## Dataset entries
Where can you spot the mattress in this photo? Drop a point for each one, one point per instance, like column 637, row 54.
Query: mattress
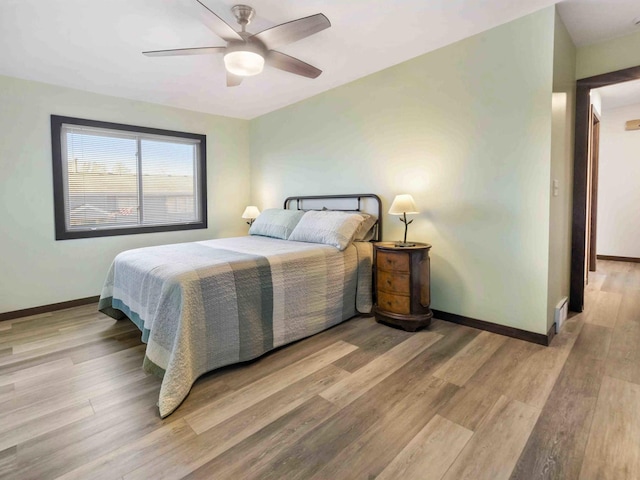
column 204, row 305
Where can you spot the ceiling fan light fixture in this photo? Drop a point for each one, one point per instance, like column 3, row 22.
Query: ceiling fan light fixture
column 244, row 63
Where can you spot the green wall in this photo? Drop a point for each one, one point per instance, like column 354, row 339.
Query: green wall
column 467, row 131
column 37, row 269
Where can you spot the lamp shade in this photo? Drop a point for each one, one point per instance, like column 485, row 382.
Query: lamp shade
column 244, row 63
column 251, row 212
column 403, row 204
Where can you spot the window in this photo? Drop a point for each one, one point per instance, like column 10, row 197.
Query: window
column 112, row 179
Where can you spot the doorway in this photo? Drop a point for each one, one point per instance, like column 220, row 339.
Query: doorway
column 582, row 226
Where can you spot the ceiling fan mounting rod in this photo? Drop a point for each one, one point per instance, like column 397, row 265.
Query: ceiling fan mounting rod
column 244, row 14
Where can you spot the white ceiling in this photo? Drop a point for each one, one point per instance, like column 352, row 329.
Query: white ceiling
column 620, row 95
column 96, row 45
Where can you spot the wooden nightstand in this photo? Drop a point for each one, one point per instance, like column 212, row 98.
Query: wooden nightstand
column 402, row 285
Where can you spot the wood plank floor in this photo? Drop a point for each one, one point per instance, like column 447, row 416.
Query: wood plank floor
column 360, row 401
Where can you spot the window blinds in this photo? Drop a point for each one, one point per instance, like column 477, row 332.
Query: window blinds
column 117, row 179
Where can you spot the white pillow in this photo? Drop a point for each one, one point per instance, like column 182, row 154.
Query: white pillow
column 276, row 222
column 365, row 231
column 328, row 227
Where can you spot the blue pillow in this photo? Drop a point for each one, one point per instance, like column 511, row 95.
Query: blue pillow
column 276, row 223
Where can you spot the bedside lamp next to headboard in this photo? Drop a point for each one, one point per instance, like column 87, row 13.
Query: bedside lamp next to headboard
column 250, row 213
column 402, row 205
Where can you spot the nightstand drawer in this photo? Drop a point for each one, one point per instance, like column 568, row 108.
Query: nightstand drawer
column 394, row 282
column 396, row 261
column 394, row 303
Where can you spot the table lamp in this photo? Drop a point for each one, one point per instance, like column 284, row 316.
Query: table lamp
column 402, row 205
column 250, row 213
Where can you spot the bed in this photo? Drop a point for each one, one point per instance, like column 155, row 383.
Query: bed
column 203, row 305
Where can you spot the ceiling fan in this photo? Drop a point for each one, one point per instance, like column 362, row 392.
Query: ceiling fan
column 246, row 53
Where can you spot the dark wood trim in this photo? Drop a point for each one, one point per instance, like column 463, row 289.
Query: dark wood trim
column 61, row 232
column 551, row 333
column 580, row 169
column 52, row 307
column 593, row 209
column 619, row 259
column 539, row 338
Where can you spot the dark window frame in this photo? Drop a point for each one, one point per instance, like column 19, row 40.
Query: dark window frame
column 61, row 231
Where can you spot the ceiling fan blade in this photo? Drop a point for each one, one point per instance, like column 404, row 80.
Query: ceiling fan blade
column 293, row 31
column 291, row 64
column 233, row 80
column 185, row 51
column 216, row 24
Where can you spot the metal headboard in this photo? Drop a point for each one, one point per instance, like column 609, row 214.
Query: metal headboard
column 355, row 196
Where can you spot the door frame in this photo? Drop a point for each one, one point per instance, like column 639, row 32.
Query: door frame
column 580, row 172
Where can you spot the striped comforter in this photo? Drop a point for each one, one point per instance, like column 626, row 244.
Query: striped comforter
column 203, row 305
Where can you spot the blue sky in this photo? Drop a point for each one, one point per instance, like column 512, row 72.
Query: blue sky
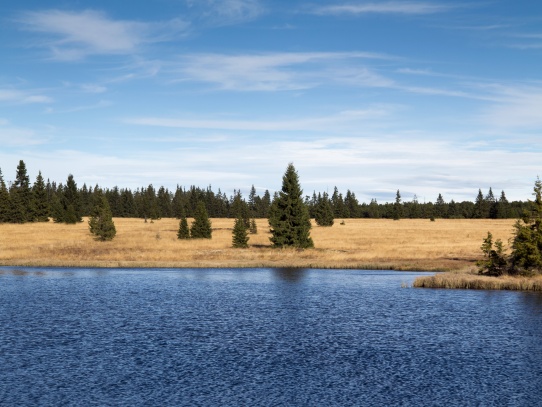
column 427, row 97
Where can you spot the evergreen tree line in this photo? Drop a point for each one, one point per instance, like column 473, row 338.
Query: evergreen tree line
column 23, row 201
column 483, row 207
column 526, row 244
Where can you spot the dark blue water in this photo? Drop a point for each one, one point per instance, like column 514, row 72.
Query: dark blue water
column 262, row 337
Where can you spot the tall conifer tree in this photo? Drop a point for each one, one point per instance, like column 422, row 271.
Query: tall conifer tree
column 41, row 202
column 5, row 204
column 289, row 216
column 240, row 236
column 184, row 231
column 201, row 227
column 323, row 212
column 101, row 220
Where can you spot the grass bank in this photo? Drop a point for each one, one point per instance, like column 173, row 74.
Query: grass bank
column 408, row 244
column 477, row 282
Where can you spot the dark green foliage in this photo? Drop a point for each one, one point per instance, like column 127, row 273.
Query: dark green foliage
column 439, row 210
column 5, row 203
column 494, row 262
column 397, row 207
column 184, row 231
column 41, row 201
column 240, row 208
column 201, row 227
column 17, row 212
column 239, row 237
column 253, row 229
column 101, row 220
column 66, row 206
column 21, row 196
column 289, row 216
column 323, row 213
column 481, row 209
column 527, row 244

* * *

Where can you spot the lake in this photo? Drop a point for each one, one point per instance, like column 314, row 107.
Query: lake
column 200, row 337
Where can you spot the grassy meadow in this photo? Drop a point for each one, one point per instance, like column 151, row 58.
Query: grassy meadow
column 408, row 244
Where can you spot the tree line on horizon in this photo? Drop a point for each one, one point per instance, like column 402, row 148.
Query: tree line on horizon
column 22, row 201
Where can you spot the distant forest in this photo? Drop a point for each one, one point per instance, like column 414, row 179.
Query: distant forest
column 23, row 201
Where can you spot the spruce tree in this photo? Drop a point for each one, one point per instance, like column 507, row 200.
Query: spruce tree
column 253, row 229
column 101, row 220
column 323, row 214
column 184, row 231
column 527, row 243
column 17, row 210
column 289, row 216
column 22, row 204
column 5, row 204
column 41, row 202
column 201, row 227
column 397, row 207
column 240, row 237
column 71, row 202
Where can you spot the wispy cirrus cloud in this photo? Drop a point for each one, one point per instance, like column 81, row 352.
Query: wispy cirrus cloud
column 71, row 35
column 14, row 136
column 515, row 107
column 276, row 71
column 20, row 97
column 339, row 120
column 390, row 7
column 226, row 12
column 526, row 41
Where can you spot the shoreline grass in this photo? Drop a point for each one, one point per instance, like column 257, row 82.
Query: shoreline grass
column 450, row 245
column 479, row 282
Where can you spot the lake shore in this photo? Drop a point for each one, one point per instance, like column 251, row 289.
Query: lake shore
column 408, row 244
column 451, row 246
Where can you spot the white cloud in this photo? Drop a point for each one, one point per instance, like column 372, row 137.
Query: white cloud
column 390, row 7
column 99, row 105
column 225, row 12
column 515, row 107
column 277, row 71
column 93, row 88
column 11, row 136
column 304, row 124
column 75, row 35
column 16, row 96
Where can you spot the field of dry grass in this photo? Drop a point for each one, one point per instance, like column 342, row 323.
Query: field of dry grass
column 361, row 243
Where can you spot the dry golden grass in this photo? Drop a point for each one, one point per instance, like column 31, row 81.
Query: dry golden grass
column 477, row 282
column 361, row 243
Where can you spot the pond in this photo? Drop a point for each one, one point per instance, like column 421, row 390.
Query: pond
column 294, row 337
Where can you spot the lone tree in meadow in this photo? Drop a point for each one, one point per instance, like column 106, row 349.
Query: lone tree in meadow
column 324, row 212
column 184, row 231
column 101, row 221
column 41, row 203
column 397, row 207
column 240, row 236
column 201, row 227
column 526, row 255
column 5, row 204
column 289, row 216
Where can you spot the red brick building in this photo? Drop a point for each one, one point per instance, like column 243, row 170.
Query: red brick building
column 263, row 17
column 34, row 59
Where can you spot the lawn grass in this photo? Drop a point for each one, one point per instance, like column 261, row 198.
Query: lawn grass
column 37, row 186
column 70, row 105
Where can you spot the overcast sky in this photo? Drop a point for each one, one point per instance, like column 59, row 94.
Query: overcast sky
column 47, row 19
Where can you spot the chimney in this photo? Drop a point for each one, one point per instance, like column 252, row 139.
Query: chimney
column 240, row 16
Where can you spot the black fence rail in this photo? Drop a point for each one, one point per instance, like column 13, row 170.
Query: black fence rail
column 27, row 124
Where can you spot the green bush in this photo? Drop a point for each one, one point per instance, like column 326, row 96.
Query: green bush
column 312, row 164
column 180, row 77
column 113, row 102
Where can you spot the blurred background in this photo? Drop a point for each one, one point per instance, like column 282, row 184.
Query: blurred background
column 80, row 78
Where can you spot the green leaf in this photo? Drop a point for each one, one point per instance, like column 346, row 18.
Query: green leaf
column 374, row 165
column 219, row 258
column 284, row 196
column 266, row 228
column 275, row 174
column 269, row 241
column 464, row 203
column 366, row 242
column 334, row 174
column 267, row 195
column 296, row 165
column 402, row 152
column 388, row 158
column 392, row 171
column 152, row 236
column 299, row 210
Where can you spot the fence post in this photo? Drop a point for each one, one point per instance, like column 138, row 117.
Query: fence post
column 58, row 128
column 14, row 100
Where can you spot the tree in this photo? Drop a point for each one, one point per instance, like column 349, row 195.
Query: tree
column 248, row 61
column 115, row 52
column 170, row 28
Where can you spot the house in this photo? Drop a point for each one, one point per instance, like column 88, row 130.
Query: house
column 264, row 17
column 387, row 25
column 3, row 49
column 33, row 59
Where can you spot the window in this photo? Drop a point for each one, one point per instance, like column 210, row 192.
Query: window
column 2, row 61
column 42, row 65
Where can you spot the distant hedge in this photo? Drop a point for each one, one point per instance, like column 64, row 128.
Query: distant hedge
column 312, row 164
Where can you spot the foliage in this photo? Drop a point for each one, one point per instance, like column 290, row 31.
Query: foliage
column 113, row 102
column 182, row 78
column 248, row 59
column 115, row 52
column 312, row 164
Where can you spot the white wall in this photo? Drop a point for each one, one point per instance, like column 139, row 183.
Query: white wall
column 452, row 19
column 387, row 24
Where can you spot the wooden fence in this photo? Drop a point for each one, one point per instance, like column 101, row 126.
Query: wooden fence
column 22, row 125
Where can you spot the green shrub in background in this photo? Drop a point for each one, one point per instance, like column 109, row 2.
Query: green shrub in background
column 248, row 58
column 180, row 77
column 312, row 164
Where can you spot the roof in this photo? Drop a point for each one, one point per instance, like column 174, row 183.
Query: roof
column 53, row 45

## TASK INSTRUCTIONS
Write out exactly the lines above between the line with "Where can you spot the white pillow" and the line with "Where can you spot the dark wood", inclusive, and nothing beyond them.

## EXERCISE ANSWER
Where can you spot the white pillow in this photo? Drop a point for each one, one point per instance, like column 182, row 154.
Query: white pillow
column 276, row 222
column 365, row 231
column 328, row 227
Where can you spot the blue pillow in this photo? Drop a point for each one, one point per instance, like column 511, row 95.
Query: blue pillow
column 276, row 223
Where can you spot the bedside lamp next to headboard in this photo? Drop a point for each one, one point per instance, like column 87, row 13.
Query: bedside lamp next to headboard
column 250, row 213
column 402, row 205
Where can you spot the nightstand drawer in this photo? Drop a point for each one, one point per instance, like column 568, row 108.
Query: nightstand drawer
column 394, row 282
column 396, row 261
column 394, row 303
Where can you spot the table lamp in this photo? Drop a point for each one, one point per instance, like column 284, row 316.
Query: table lamp
column 402, row 205
column 250, row 213
Where can you spot the bed in this photo? Drop a point for each one, one point per instance, like column 155, row 383.
Query: bed
column 203, row 305
Where can you spot the ceiling fan in this photo? Drop a point for each one, one point per instance, like column 362, row 392.
Query: ceiling fan
column 246, row 53
Where can you spot the dark wood trim in this photo? Drop a point for each one, one point per instance, like column 463, row 289.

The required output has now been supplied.